#### [TASK BRIEF]
Your task is to write out the full listing once more, exactly.

#### [DATA FOR THIS TASK]
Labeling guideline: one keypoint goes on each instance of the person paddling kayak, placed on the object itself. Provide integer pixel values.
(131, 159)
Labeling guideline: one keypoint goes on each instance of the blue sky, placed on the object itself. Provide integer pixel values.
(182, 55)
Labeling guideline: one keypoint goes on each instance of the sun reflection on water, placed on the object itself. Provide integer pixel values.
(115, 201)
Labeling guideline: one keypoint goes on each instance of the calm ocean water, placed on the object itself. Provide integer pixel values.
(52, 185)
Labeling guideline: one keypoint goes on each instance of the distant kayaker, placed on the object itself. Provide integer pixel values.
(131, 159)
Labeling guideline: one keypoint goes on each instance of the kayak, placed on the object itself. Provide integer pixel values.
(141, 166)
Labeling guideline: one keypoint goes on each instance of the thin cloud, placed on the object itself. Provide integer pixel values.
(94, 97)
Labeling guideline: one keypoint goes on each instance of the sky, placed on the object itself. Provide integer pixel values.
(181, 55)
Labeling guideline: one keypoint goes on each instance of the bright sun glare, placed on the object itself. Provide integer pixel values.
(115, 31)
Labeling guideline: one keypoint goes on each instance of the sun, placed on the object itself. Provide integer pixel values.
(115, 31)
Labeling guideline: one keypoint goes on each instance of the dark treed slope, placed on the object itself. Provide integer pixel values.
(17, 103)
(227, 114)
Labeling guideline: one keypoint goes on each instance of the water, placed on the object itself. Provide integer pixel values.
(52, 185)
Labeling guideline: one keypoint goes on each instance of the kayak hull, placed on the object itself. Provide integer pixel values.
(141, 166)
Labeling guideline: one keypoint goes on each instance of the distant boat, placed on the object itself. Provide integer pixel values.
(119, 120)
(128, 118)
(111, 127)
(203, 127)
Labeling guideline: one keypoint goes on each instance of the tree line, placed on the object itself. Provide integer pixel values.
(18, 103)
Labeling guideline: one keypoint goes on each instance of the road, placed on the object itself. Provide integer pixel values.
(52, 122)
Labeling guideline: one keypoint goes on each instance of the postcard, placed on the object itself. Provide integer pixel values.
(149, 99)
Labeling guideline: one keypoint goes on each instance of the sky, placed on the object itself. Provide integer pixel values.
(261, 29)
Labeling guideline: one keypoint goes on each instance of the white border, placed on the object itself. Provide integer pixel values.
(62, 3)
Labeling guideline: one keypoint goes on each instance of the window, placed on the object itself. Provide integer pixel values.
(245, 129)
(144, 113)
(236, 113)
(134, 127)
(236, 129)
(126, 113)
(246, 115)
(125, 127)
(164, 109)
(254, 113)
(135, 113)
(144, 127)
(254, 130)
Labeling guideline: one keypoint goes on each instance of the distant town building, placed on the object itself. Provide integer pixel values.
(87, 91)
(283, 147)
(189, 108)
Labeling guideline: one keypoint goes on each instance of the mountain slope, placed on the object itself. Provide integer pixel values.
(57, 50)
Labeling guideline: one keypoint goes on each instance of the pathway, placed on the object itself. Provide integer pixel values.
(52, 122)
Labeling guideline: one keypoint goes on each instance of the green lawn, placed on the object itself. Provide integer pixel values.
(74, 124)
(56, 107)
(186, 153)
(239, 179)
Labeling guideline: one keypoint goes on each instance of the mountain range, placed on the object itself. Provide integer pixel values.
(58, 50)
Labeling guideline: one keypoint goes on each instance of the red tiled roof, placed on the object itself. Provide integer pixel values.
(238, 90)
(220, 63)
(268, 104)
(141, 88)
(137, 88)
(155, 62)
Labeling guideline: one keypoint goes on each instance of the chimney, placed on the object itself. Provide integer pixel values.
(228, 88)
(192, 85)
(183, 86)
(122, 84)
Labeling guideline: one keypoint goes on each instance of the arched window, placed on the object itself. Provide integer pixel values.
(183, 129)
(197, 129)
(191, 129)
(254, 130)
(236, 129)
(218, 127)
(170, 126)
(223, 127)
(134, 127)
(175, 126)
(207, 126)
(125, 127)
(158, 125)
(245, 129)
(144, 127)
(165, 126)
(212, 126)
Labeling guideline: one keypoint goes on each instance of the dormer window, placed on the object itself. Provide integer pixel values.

#### [RESPONSE TO THIS EXERCISE]
Labeling guideline: one keypoint goes on each instance of the person paddling kayak, placed on the object itself. Provide integer pixel values.
(131, 159)
Labeling guideline: one keypoint goes on each instance of the blue sky, placed on the object itself. Provide integer pixel values.
(182, 55)
Labeling guideline: one keypoint goes on each instance of the sun reflection on water, placed on the object itself. Provide integer pixel values.
(115, 201)
Labeling guideline: one keypoint goes on each instance of the calm ocean water, placed on the object itself. Provide integer pixel values.
(52, 185)
Labeling guideline: one keypoint goes on each instance of the distant kayaker, placed on the object itself. Provide integer pixel values.
(131, 159)
Labeling guideline: one keypoint goes on each instance of the kayak, placed on the object itself. Provide integer pixel values.
(141, 166)
Labeling guideline: one keypoint goes on each instance of the thin cloud, placed on the object itself. Provide integer pixel values.
(94, 97)
Labeling guideline: one keypoint goes on each instance of the sky, placed on the object itself. Provide integer pixel values.
(181, 55)
Labeling guideline: one keypoint goes on each instance of the bright sun glare, placed on the object itself. Provide integer pixel values.
(115, 31)
Labeling guideline: one keypoint goes on each instance of the sun, placed on the object itself. Provide integer pixel values.
(115, 31)
Labeling guideline: one keypoint goes on each instance of the dark treed slope, placed on the object itself. Provide integer pixel values.
(17, 103)
(227, 114)
Labeling guideline: one keypoint goes on each instance of the water, placed on the object itself. Provide integer pixel values.
(52, 185)
Labeling guideline: one keypoint goes on each instance of the kayak hull, placed on the object itself. Provide integer pixel values.
(141, 166)
Labeling guideline: one keypoint goes on each instance of the distant boat, placed on the object itself. Provide integer pixel values.
(119, 120)
(128, 118)
(111, 127)
(203, 127)
Labeling guideline: one keypoint goes on each instance of the tree line, placed on the object itself. Provide integer pixel values.
(18, 103)
Labeling guideline: one keypoint goes on each instance of the road, placed on the object itself. Provide integer pixel values.
(52, 122)
Labeling guideline: one keypoint goes on each instance of the postcard, placed on the object itself. Provide integer pixel values.
(149, 99)
Labeling guideline: one keypoint goes on each instance of the sky, placed on the object itself. Provide integer pixel values.
(261, 29)
Labeling guideline: one keypoint goes on each instance of the white border, placed on the object itself. Provide integer pixel values.
(62, 3)
Labeling guideline: one keypoint goes on each instance of the window, placed on the object itself. Provide integer pixel values.
(245, 129)
(144, 113)
(236, 113)
(134, 127)
(236, 129)
(126, 113)
(246, 115)
(125, 127)
(164, 109)
(254, 113)
(135, 113)
(144, 127)
(254, 130)
Labeling guideline: one keypoint goes on each instance of the distant town building, placed on the object itself. Provide integer pixel values.
(87, 91)
(283, 147)
(189, 108)
Labeling guideline: one keypoint goes on each instance of the mountain slope, placed on the object itself. Provide integer pixel values.
(57, 50)
Labeling guideline: one keypoint goes on each instance of the pathway, placed on the object itself. Provide integer pixel values.
(52, 122)
Labeling guideline: one keypoint goes on each instance of the green lawn, placed on the object itself. Provide integer pixel values.
(74, 124)
(56, 107)
(186, 153)
(239, 179)
Labeling guideline: one keypoint goes on each instance of the mountain range, placed on the object itself. Provide integer pixel values.
(58, 50)
Labeling guideline: one keypoint goes on each instance of the red tiled roof, placed on the object itself. Provide integer pixel values.
(238, 90)
(220, 63)
(268, 104)
(141, 88)
(137, 88)
(155, 62)
Labeling guideline: one keypoint goes on each instance of the chimney, placed on the object itself. Provide integer pixel values.
(228, 88)
(192, 85)
(183, 86)
(122, 84)
Labeling guideline: one keypoint goes on each instance of the arched window, placed on the object itself. Provide integer pixel values.
(183, 129)
(197, 129)
(191, 129)
(254, 130)
(236, 129)
(218, 127)
(170, 126)
(223, 127)
(134, 127)
(175, 126)
(207, 126)
(125, 127)
(158, 125)
(245, 129)
(144, 127)
(165, 126)
(212, 126)
Labeling guideline: one keypoint goes on each instance of the dormer window, placed on the object itself. Provide integer pixel values.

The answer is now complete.